---------- Selected extract

# 1980's Magazine Look



## MohaimenK (Jun 7, 2011)

Inspired by Benjamin Kanare from his blog: Benjamin Kanarek Blog | Benjamin Kanarek Blog

"There is a new look on the fashion photography scene that is being  propagated throughout several of the major magazines and their web  counterparts. That is that 1980&#8242;s blown out, overexposed skin tone look  and effect."

As I didn't have enough time/place to do this last night. I gave it a shot. I've learned a few things also. Going to have to give it another try on the driveway this time as I have more room to work with. But this is a half body version. Yes it's overexposed skin and yes everything but the eyes have blur.


----------



## timbearden (Jun 8, 2011)

Hmmm?  Not sure, but I think it should have stayed in the 80's.  I'm sure there is a place for it, but it just isn't my preference.


----------



## MohaimenK (Jun 8, 2011)

timbearden said:


> Hmmm? Not sure, but I think it should have stayed in the 80's. I'm sure there is a place for it, but it just isn't my preference.



Fashion seems to be going into loops. 70's fashions were popular a few years ago, now its the 80s. 
Many photographers won't like it but sometimes fashion doesn't meet with normal rules of photography.


----------



## Derrel (Jun 8, 2011)

The blur is ruining the photo...there's no need to blur anything...this is supposed to be done in-camera, without post processing manipulations like blur layers and erasing...


----------



## MohaimenK (Jun 8, 2011)

Derrel said:


> The blur is ruining the photo...there's no need to blur anything...this is supposed to be done in-camera, without post processing manipulations like blur layers and erasing...


 
Yeah you're right, but with my little knowledge this is what I could come up with 

But he's using a blur filter which I don't have. So I used the blur filter on Photoshop.


----------



## Derrel (Jun 8, 2011)

--------------------

Write out the thread on the 1980s magazine look word for word, from "Yeah you're right, but" to "filter on Photoshop.". The data that comes next plays no part here.

---------- Source excerpt

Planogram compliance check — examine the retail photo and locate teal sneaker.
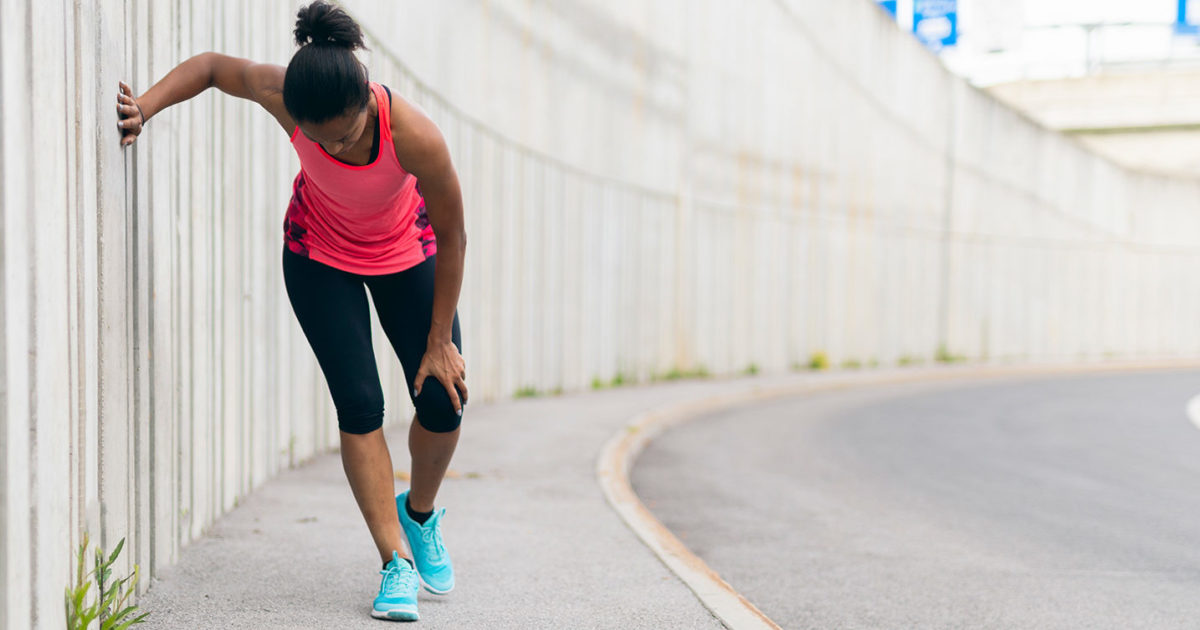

--------------------

#### Output below
Yeah you're right, but with my little knowledge this is what I could come up with 

But he's using a blur filter which I don't have. So I used the blur filter on Photoshop.